◆ **STUDY TEXT**:
-*-*-

3 min read

When might overtime be impliedly authorised?

A recent Federal Court case dealt with the circumstances of when an employer impliedly authorises overtime work.

In Australian Salaried Medical Officers’ Federation v Peninsula Health (2023), doctors-in-training made claims for overtime payments that they said were not paid for overtime worked at a public hospital. The claimants alleged they regularly worked in excess of their rostered hours to prepare for and undertake ward rounds, prepare patients for medical procedures, undertake handover and complete medical records.

Examining when implied authorisation of overtime may arise

The Court noted that in most employment arrangements, it is simply not practicable for employees to be closely supervised and directed. An employer will communicate the outcome it expects to employees rather than provide a series of specific directions as to how, when and in what order the tasks necessary to obtain that outcome are to be performed.

In those circumstances, the requirements made of the employee will be mainly implicit rather than express, and will often arise out of the expectations set by the employer. Further, expectations set by the employer will often not be set expressly but will themselves be implicit from the circumstances, including the nature of the employee’s duties and the way in which, or the pattern in which, work is ordinarily performed to the apparent satisfaction of the employer.

In this respect, the Court observed that doctors working in a hospital are highly skilled employees who are not closely directed. What is required of them in relation to a task must generally be left to be ascertained by reference to generalised expectations set by those who supervise them in the context of the clinical demands imposed by the nature of their duties and the patients who they must care for in accordance with accepted standards of clinical practice.

In this case, the hospital employer relied on an overtime policy that set out when overtime would be payable if not approved in advance. The Court accepted that where an employer has clearly and unequivocally communicated to its employees that it will hereafter only authorise the working of overtime through a particular process, and uniformly only authorises overtime work through that process, this will most likely be conclusive. However, the greater the ambiguity of the process or the communication regarding the significance and application of the process, the greater the room for such an implication. Likewise, the further from uniformity the actual practice or application of the communicated intent of the employer to only authorise overtime through the process, the greater the room for an implication that, from other conduct and circumstances, the employer has requested, required or otherwise approved the working of overtime that has not been authorised under the process.

-*-*-

◆ **EXTRACTED MATERIAL**:
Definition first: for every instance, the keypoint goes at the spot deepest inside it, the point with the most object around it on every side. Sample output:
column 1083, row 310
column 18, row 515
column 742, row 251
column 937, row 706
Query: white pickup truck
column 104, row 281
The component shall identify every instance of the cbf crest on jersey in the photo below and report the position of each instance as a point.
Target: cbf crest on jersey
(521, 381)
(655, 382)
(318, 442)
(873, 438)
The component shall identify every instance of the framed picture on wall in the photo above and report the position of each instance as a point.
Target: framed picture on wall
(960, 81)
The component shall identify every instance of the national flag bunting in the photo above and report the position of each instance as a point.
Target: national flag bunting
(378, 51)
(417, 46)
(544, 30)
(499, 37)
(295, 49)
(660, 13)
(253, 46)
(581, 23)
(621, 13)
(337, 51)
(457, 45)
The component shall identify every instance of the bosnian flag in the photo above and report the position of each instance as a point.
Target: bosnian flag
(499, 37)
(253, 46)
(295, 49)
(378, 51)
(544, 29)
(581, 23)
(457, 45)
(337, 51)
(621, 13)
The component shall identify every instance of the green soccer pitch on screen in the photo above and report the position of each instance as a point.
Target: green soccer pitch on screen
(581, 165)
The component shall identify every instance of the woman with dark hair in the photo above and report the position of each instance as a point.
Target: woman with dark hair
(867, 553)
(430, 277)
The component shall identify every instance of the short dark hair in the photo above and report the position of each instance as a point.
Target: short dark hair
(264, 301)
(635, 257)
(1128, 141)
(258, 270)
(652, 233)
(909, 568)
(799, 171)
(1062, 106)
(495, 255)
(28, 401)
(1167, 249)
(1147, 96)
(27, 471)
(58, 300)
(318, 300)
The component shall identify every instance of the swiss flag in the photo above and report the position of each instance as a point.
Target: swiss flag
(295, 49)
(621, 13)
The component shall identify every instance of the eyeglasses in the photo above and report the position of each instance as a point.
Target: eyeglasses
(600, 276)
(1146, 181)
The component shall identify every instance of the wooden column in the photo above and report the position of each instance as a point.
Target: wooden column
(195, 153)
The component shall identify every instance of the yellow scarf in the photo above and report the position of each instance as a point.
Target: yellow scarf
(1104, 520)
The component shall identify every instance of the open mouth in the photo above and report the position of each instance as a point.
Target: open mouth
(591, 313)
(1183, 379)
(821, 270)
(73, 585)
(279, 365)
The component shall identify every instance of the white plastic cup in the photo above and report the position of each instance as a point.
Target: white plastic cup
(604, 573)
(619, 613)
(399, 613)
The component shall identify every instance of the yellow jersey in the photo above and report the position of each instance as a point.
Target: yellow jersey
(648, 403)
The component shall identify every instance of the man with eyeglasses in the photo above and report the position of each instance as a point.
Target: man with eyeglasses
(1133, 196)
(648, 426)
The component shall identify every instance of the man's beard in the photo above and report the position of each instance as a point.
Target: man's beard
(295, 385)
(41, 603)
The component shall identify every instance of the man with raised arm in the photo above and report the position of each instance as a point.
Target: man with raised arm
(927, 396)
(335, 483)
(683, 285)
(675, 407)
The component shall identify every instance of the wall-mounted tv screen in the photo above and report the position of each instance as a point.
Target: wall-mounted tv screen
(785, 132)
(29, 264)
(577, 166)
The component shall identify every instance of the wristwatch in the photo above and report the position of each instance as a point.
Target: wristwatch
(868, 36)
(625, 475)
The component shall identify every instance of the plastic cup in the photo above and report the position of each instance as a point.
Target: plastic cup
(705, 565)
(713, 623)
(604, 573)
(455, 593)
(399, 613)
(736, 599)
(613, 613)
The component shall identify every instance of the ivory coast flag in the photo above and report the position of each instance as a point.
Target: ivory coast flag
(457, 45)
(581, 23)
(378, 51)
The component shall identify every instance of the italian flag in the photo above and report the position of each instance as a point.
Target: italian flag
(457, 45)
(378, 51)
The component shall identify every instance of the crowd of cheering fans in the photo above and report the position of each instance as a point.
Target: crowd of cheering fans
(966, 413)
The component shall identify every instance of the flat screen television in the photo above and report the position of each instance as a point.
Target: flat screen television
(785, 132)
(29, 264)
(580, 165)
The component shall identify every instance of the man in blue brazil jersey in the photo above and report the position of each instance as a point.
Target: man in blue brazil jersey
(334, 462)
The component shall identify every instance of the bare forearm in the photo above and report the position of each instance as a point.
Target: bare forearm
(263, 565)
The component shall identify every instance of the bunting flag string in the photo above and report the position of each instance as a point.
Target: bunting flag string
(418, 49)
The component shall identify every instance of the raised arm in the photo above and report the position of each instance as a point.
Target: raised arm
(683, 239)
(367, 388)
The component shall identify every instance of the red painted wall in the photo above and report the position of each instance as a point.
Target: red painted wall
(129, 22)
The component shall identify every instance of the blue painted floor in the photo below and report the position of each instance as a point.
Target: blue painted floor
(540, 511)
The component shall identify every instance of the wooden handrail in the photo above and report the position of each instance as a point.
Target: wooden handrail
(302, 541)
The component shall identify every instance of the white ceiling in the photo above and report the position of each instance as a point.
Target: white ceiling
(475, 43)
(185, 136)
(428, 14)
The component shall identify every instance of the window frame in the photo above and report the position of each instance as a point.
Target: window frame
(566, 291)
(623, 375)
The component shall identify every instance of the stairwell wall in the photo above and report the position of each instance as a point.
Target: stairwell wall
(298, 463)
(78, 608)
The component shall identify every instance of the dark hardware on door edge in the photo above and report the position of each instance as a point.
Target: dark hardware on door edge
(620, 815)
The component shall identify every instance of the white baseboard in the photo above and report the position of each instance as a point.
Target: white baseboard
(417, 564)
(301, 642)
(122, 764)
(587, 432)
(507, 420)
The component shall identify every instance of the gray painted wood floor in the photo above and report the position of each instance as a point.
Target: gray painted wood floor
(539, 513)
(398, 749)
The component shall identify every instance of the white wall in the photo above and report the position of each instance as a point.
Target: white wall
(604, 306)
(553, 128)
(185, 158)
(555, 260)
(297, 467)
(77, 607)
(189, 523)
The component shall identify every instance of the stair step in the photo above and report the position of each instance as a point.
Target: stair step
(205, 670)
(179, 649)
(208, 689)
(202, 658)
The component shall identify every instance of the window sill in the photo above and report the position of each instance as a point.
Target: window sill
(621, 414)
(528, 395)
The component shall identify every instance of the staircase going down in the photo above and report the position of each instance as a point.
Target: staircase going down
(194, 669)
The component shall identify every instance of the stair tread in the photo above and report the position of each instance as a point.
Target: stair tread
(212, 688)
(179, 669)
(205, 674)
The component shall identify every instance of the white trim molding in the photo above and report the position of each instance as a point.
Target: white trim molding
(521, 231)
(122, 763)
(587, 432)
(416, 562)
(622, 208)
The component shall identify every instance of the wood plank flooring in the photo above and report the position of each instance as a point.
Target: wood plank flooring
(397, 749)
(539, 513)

-*-*-

◆ **TASK INSTRUCTIONS**:
- 1) From the overtime article, list the tasks the claimants said they regularly worked beyond their rostered hours to do.
- 2) In the overtime article, who made the claims for overtime payments?
- 3) Swap "supervised" for "monitored" in the part of the overtime article that begins at the words "Examining when implied" and stops after "to be performed.".
The rows have nothing to do with the overtime article.

◆ **ANSWERS PROVIDED**:
- 1)
- Prepare for and undertake ward rounds
- Prepare patients for medical procedures
- Undertake handover
- Complete medical records

- 2) Doctors-in-training at a public hospital.

- 3)
Examining when implied authorisation of overtime may arise

The Court noted that in most employment arrangements, it is simply not practicable for employees to be closely monitored and directed. An employer will communicate the outcome it expects to employees rather than provide a series of specific directions as to how, when and in what order the tasks necessary to obtain that outcome are to be performed.